▶ **What needs to be done**:
Please copy out the records below with "straight edges" swapped for "straight segments" everywhere it occurs and nothing else altered. Leave the pictures out of your answer.

[start Records for this task]

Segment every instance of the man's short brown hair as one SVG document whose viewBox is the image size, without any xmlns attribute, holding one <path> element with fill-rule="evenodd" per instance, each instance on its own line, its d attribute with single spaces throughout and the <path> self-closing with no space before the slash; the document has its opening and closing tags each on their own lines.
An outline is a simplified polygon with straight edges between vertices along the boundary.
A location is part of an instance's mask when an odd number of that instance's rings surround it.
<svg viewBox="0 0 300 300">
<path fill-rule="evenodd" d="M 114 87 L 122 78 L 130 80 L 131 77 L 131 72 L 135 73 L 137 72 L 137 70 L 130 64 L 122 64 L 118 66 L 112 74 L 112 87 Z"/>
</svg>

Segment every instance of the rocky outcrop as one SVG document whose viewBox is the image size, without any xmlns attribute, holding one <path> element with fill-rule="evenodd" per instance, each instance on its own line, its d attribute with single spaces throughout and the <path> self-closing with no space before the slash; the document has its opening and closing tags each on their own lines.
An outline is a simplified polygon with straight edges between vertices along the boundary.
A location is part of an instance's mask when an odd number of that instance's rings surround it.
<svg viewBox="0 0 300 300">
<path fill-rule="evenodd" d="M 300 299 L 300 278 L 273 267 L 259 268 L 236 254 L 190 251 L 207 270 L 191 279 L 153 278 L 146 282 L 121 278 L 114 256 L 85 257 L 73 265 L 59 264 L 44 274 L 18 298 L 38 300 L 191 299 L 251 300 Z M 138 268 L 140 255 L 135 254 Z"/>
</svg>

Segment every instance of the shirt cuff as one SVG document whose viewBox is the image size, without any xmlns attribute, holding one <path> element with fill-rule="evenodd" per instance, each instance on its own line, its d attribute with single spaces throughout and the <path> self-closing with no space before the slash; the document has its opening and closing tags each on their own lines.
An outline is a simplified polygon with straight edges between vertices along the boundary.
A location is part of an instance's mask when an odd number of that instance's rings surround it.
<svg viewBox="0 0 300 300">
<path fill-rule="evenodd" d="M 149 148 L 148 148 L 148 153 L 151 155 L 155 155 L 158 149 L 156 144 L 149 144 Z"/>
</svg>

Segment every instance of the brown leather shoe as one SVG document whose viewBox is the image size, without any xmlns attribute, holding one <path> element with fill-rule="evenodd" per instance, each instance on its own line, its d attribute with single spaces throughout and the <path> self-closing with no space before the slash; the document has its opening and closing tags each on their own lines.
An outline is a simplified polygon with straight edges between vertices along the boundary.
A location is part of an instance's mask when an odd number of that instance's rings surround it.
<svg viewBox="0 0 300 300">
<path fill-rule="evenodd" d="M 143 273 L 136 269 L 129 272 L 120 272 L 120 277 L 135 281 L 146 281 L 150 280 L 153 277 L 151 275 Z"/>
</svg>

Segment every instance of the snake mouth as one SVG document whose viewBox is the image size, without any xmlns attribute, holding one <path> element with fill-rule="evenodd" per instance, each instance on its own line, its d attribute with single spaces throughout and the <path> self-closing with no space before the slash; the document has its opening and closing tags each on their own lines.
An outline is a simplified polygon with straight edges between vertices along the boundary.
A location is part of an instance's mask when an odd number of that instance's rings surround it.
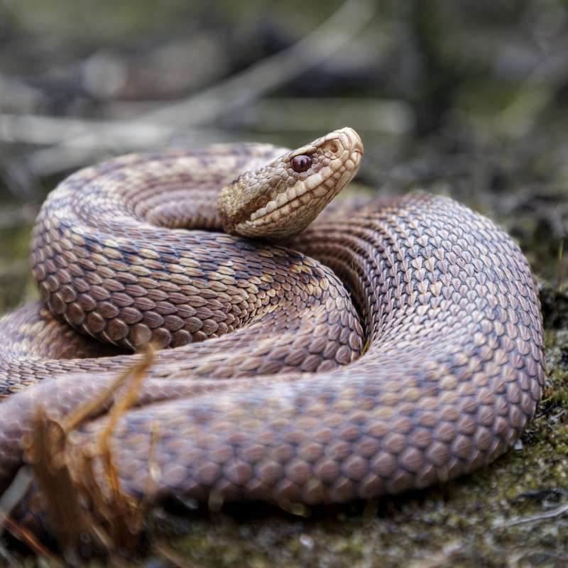
<svg viewBox="0 0 568 568">
<path fill-rule="evenodd" d="M 219 197 L 225 230 L 268 239 L 298 234 L 353 179 L 362 155 L 359 134 L 344 127 L 244 173 Z"/>
<path fill-rule="evenodd" d="M 334 153 L 339 157 L 331 160 L 317 173 L 278 193 L 264 207 L 253 212 L 245 222 L 253 223 L 257 226 L 273 222 L 281 216 L 310 206 L 312 201 L 317 203 L 315 208 L 319 212 L 339 193 L 359 169 L 363 156 L 363 142 L 353 129 L 345 127 L 324 136 L 322 143 L 332 147 Z M 304 148 L 299 148 L 293 155 L 307 151 L 309 151 Z"/>
</svg>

[end Records for this task]

▶ **Result**:
Segment every instance of the man's short brown hair as one SVG document whose viewBox is the image size, without any xmlns attribute, holding one <path> element with fill-rule="evenodd" per instance, each instance on its own line, its d attribute with single spaces throughout and the <path> self-closing with no space before the slash; the document has its opening and closing tags each on their own lines.
An outline is a simplified polygon with straight segments between vertices along the boundary.
A location is part of an instance's mask when an odd number of that instance's rings surround it.
<svg viewBox="0 0 300 300">
<path fill-rule="evenodd" d="M 114 87 L 122 78 L 130 80 L 131 77 L 131 72 L 135 73 L 137 72 L 137 70 L 130 64 L 122 64 L 118 66 L 112 74 L 112 87 Z"/>
</svg>

Segment every instance of the rocky outcrop as one SVG document whose viewBox is the image size, without any xmlns attribute, holding one <path> element with fill-rule="evenodd" per instance, each instance on its own line, its d attribute with single spaces throughout and the <path> self-closing with no space before the slash; the document has its opening and closing tags each on their own lines.
An outline is a simplified polygon with straight segments between vertices along the boundary.
A location is part of an instance's mask when an odd number of that instance's rings surround it.
<svg viewBox="0 0 300 300">
<path fill-rule="evenodd" d="M 300 299 L 300 278 L 273 267 L 259 268 L 236 254 L 190 251 L 207 270 L 191 279 L 153 278 L 146 282 L 121 278 L 114 256 L 85 257 L 73 265 L 59 264 L 44 274 L 18 298 L 38 300 L 191 299 L 251 300 Z M 138 268 L 140 255 L 135 254 Z"/>
</svg>

Segment every instance of the shirt cuff as one SVG document whose viewBox is the image size, without any xmlns attribute, holding one <path> element with fill-rule="evenodd" per instance, each instance on its own line, its d attribute with single spaces throughout and the <path> self-closing with no space before the slash; the document has its opening and closing tags each on their own lines.
An outline is a simplified polygon with straight segments between vertices along the boundary.
A location is part of an instance's mask when an odd number of that instance's rings surround it.
<svg viewBox="0 0 300 300">
<path fill-rule="evenodd" d="M 149 148 L 148 148 L 148 153 L 151 155 L 155 155 L 158 149 L 156 144 L 149 144 Z"/>
</svg>

Segment every instance of the brown leather shoe as one SVG document whose viewBox is the image size, without any xmlns attribute, holding one <path> element with fill-rule="evenodd" per instance, each instance on its own line, its d attribute with single spaces throughout and the <path> self-closing with no space before the slash; the document has its opening and closing tags each on their own lines.
An outline is a simplified polygon with straight segments between vertices along the boundary.
A location is part of an instance's mask when an odd number of that instance's rings surround it.
<svg viewBox="0 0 300 300">
<path fill-rule="evenodd" d="M 143 273 L 136 269 L 129 272 L 120 272 L 120 277 L 135 281 L 146 281 L 150 280 L 153 277 L 151 275 Z"/>
</svg>

Segment every instance of the snake mouth as one SVG document whose viewBox is the image size, without any xmlns attribute, holding one <path> element with fill-rule="evenodd" per instance, each instance on its own line, its d attribute with single spaces throughout and the <path> self-closing with no space before the slash; the document has its opening and closing tags each on their own lines.
An outline is a simplified polygon with straight segments between vertices along the boundary.
A location is part of an instance's mask when an odd number of that instance's rings surround it.
<svg viewBox="0 0 568 568">
<path fill-rule="evenodd" d="M 219 197 L 225 230 L 268 239 L 298 234 L 353 179 L 362 155 L 359 134 L 344 127 L 244 173 Z"/>
<path fill-rule="evenodd" d="M 334 153 L 339 157 L 331 160 L 317 173 L 278 193 L 264 207 L 253 212 L 245 222 L 253 223 L 257 226 L 273 222 L 281 216 L 310 206 L 312 201 L 317 203 L 315 208 L 319 212 L 339 193 L 359 169 L 363 156 L 363 142 L 353 129 L 345 127 L 324 136 L 322 143 L 332 147 Z M 304 148 L 299 148 L 293 155 L 307 151 L 309 151 Z"/>
</svg>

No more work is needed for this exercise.